* BEGIN GIVEN PASSAGE *
I have been thinking a lot, since yesterday, about the Mystery Eddy (ME) pin I got myself into on Sunday and have some thoughts. If you’re interested in reading the synopsis of the ordeal you can catch it on the Swim Board 2013 thread. Here’s the link…my pinswim is on page 22.

Well, right off the bat I can think of 2 prominent things I did that lead to my pin.

1) I have always eddied out, river right, above ME so that I not only have proper angle to enter the eddy, but also to give the person in front of me time to move along. I did not do this. I headed on in.
2) I usually chose my line while in the above, river right eddy. I was still uncertain of whether I would catch the eddy or I would charge right. I was not committed.

Although I was paddling okay on Sunday, I felt like I was lacking the charge I usually have on Bailey. While I’ve run it as many times, if not more, than most of the other local runs, I always keep my game face on in there because it gets my heart
going – in that good way. I didn’t intentionally go into ME complacently…I think on most other days I would have made the eddy even though I was a little low, but this wasn’t most other days, and I didn’t make the eddy and I paid. Why didn’t I think about how I might not hit the eddy and what that outcome might look like? I’ve known other people to swim out of that rapid, not because of a pin situation, but I can’t help but wonder why it never occurred to be how easy it is to pin there. I have certainly never thought of it as a sieve…although there is clearly water going in between nasty little cracks within the boulder cluster.
* END GIVEN PASSAGE *
* BEGIN GIVEN RECORDS *
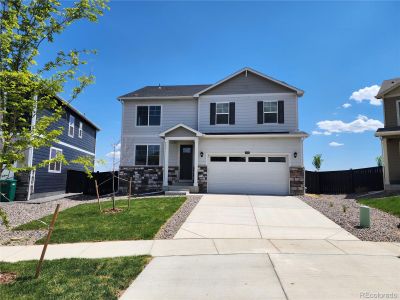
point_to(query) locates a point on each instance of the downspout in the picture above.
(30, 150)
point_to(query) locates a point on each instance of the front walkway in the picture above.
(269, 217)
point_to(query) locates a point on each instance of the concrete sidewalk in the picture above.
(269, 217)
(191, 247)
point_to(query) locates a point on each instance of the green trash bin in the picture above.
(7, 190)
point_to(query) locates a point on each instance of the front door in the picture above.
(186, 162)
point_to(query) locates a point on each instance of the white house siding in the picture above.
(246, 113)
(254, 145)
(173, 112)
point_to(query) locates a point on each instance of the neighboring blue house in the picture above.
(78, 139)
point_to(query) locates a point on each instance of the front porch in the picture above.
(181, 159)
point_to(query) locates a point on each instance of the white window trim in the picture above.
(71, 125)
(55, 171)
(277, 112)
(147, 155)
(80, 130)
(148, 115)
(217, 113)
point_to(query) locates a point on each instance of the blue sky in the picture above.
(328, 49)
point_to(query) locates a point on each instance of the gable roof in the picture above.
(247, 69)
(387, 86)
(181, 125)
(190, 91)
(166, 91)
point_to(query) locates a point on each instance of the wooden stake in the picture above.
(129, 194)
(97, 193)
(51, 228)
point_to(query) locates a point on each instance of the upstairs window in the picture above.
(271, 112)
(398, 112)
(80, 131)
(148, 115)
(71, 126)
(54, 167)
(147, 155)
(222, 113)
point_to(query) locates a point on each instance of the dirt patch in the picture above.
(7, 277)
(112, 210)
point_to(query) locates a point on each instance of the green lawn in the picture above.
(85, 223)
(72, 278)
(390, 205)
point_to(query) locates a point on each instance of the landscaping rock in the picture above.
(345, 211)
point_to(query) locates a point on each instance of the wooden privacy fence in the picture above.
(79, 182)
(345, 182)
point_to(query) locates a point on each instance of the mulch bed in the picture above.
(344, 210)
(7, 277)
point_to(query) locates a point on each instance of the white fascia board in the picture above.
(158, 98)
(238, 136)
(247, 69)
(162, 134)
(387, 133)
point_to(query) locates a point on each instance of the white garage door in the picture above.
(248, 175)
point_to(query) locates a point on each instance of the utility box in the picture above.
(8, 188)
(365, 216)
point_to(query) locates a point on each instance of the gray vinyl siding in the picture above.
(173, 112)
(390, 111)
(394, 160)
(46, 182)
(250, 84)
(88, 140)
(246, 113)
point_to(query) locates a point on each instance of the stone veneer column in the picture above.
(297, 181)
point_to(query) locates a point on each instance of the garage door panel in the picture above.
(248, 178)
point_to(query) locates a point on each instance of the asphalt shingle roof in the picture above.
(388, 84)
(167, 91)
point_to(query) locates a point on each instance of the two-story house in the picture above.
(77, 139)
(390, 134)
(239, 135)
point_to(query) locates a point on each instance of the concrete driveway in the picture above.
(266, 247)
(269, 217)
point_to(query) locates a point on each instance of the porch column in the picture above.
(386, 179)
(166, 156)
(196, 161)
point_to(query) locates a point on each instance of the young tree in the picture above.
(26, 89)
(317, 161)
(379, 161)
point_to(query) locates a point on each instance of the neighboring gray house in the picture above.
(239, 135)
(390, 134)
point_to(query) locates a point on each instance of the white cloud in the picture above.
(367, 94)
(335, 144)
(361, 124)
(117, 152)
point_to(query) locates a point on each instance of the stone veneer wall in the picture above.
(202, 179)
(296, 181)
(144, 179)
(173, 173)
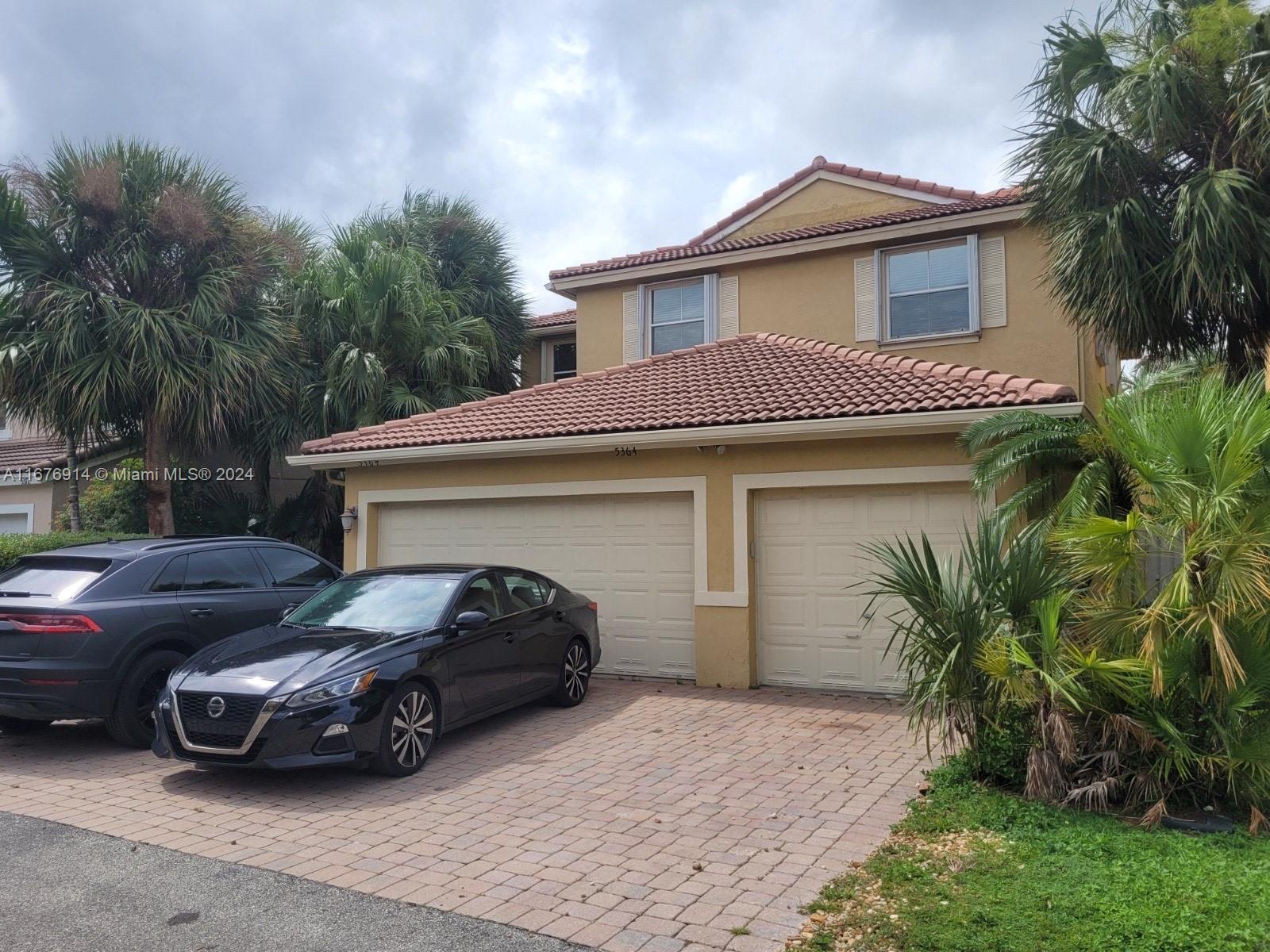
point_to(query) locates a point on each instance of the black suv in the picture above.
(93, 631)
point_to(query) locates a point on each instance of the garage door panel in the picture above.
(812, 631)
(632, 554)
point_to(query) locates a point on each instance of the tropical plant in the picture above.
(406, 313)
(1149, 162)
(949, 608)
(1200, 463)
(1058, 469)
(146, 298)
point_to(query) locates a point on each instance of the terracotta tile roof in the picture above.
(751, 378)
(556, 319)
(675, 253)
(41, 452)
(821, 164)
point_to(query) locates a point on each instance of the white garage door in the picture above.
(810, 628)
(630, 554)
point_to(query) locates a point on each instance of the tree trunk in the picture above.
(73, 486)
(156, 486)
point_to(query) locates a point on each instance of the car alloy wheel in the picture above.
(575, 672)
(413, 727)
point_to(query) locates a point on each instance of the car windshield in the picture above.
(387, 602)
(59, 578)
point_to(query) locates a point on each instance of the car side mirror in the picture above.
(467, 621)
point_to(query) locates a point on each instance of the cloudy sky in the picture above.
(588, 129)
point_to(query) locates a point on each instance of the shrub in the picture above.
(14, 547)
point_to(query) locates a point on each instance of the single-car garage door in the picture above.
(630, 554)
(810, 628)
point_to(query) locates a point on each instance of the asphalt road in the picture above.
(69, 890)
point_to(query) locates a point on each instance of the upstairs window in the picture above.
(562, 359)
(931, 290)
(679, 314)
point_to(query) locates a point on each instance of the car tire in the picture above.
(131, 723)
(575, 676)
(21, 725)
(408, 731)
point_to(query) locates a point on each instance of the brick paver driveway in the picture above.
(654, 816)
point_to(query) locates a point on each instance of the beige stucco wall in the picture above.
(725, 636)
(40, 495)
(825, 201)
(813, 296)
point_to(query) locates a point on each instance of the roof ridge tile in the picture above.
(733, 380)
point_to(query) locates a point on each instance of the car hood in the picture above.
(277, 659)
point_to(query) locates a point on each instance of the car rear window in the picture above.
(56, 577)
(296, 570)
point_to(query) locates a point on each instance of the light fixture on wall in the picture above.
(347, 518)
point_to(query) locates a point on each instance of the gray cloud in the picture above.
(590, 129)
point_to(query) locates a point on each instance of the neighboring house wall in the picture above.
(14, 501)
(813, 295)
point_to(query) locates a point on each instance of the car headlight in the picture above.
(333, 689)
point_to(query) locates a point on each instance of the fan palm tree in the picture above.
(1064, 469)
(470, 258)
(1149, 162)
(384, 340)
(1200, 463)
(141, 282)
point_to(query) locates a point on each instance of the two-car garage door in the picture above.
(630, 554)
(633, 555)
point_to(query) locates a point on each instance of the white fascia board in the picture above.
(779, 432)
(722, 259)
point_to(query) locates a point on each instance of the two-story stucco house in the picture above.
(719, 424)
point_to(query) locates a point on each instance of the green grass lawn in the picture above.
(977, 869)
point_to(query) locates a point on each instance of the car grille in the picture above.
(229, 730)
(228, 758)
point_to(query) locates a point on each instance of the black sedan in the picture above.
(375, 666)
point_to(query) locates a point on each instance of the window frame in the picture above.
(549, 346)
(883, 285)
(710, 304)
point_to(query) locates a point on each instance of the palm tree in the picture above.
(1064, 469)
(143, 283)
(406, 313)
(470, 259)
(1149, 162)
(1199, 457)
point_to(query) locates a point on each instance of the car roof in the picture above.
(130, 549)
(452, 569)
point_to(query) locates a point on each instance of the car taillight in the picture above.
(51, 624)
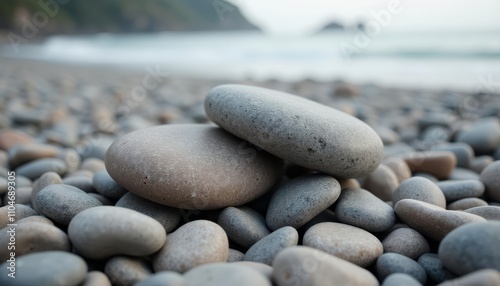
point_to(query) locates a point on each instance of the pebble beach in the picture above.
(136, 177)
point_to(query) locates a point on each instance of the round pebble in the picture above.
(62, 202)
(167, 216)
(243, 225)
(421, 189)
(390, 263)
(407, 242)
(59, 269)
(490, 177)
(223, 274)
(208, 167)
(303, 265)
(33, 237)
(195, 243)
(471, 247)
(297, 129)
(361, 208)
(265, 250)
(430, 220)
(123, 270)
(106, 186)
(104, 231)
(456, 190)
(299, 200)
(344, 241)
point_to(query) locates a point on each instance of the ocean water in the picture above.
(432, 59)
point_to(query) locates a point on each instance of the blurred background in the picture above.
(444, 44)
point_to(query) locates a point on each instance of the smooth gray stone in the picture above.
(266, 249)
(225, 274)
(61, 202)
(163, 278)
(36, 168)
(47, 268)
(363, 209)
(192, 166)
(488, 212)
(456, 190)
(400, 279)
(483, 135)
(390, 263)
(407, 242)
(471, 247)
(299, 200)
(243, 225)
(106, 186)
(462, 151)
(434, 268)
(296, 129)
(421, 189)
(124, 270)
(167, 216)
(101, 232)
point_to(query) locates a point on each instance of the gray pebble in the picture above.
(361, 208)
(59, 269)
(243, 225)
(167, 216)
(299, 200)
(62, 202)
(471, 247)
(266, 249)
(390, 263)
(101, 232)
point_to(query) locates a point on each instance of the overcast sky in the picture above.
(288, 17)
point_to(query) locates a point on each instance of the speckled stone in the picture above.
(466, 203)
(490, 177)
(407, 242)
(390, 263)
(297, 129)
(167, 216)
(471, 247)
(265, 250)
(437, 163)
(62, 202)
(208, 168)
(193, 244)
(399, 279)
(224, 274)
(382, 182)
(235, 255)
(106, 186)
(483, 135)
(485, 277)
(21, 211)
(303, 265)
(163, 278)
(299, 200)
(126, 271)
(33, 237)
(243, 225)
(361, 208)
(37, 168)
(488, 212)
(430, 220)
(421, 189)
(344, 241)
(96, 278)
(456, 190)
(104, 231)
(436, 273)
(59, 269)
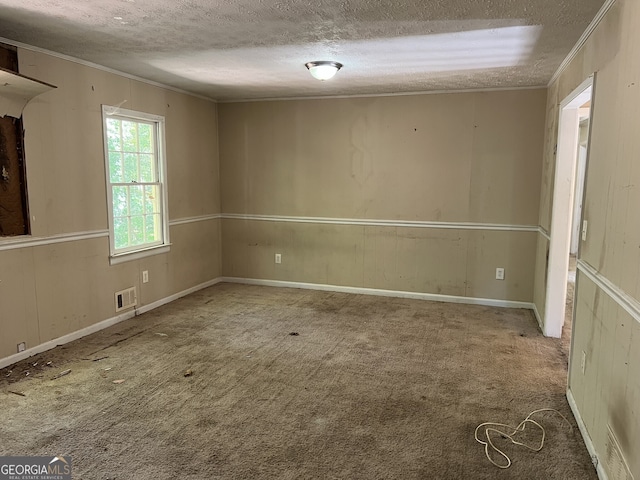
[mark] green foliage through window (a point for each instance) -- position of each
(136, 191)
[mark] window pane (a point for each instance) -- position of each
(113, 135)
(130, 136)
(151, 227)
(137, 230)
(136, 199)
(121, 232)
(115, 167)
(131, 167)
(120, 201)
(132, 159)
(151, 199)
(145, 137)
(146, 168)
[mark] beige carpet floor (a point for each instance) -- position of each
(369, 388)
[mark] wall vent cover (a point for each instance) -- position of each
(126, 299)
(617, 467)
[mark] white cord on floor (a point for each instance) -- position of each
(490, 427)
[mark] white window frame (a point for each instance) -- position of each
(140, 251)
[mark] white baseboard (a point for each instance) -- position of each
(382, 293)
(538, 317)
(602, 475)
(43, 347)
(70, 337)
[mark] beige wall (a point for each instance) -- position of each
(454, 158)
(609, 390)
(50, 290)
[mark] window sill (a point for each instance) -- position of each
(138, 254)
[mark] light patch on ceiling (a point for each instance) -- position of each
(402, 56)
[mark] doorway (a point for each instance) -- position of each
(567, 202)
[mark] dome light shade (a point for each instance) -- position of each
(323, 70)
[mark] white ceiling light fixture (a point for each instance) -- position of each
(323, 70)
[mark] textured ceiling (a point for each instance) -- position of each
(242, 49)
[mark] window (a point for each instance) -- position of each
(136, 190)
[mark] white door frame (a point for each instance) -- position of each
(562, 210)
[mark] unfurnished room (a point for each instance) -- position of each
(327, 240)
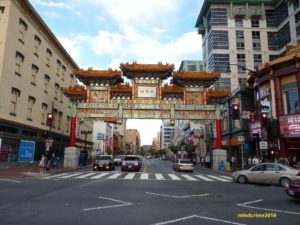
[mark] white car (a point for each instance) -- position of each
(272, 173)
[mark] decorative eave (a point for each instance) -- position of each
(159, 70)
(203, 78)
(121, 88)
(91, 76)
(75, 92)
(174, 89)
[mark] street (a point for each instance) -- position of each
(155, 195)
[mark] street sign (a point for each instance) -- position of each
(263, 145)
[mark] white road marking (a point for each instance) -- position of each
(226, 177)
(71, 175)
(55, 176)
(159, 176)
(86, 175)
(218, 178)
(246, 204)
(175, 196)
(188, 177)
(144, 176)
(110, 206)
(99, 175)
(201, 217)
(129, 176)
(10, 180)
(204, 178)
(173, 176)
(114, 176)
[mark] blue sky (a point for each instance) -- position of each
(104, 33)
* END GIVEN RECORDS *
- _GIVEN PROBLEM A_
Summarize the account of the Mystery Eddy pin in two sentences.
- _GIVEN PROBLEM B_
Using the account of the Mystery Eddy pin, decide whether each statement agrees with it: (i) On Sunday the writer eddied out river right above Mystery Eddy. (ii) The writer has always considered the spot a sieve. (iii) The writer has known other people to swim out of that rapid.

- _EXERCISE SOLUTION A_
The writer reflects on getting pinned at Mystery Eddy on Sunday and identifies two mistakes: not eddying out river right above it first, and not committing to a line. The writer also felt they lacked their usual charge that day, didn't make the eddy, and admits it never occurred to them how easy it is to pin there.

- _EXERCISE SOLUTION B_
(i) No: "I did not do this. I headed on in."
(ii) No: "I have certainly never thought of it as a sieve"
(iii) Yes: "I’ve known other people to swim out of that rapid"